---------- Data ----------

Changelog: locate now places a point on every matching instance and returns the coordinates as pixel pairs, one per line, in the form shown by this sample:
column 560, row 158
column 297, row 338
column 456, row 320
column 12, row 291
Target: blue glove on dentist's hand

----------

- [Objective]: Retype the records above line for line, keeping every word, number, and punctuation mark unchanged.

- [Exercise result]:
Changelog: locate now places a point on every matching instance and returns the coordinates as pixel pairs, one per line, in the form shown by this sample:
column 560, row 158
column 297, row 338
column 456, row 320
column 12, row 291
Target: blue glove on dentist's hand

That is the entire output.